The task
Please shift every x,y coordinate by adding -41 to each number, and give back the stretch of the records from the line containing "Target: paisley tie" through the end of the records, with every other line unchanged.

.....

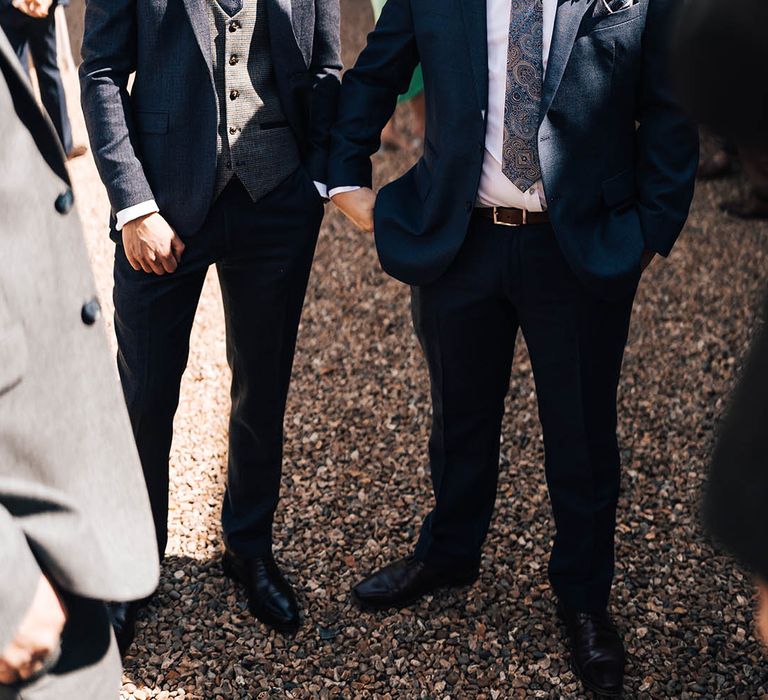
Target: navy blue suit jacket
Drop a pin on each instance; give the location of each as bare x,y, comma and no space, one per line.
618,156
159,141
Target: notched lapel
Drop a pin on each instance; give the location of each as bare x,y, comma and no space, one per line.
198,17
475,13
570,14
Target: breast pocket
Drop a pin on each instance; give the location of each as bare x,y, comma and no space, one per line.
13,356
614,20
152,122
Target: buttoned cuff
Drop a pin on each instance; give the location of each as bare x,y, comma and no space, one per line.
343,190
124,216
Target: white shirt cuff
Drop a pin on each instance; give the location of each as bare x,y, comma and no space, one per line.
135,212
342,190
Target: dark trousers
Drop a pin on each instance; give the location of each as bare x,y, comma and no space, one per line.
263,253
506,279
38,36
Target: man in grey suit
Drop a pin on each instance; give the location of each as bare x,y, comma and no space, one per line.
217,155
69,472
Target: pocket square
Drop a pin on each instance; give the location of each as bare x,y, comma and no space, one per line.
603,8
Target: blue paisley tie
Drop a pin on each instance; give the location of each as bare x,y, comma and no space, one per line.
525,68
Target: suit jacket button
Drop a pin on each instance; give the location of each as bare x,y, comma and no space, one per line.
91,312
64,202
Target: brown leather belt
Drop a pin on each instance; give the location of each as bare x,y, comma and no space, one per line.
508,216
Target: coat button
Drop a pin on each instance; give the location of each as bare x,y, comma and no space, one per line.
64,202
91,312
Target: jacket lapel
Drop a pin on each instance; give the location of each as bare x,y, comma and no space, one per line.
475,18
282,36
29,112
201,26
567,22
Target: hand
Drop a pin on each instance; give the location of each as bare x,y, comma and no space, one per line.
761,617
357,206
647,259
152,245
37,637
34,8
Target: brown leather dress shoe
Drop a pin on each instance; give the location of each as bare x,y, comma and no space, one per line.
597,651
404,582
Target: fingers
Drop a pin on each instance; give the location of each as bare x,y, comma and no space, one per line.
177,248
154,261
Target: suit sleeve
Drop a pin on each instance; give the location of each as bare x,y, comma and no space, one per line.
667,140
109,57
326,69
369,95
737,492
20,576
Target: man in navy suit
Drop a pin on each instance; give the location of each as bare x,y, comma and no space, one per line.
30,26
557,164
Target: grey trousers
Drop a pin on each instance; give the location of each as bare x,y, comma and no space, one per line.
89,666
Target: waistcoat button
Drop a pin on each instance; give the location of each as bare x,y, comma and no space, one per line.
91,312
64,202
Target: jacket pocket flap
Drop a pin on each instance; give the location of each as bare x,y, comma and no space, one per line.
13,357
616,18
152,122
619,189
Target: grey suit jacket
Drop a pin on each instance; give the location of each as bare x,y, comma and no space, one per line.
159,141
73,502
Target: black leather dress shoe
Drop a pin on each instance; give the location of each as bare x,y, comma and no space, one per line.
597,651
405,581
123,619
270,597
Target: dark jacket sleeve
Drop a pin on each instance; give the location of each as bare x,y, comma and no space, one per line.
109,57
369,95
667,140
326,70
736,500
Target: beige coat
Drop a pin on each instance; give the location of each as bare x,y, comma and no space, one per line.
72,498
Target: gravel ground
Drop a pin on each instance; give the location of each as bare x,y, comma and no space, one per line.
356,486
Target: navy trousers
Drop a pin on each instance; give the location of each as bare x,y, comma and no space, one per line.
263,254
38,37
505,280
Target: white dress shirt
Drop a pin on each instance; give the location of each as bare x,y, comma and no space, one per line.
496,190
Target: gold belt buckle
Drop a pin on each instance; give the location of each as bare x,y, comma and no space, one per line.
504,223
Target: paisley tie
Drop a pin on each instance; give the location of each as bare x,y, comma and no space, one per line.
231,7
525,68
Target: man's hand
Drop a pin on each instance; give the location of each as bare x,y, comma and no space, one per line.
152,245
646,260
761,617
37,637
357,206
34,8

.....

Task output
Target: paisley tie
Drop a pin on each instance; give the location of each as bare x,y, comma and no space, one per line.
190,-34
484,27
Target: man's hand
Drop a pin on each instance; give the location of each as bare x,y, comma and no space, one per line.
111,204
605,219
720,576
-4,596
316,165
-7,-33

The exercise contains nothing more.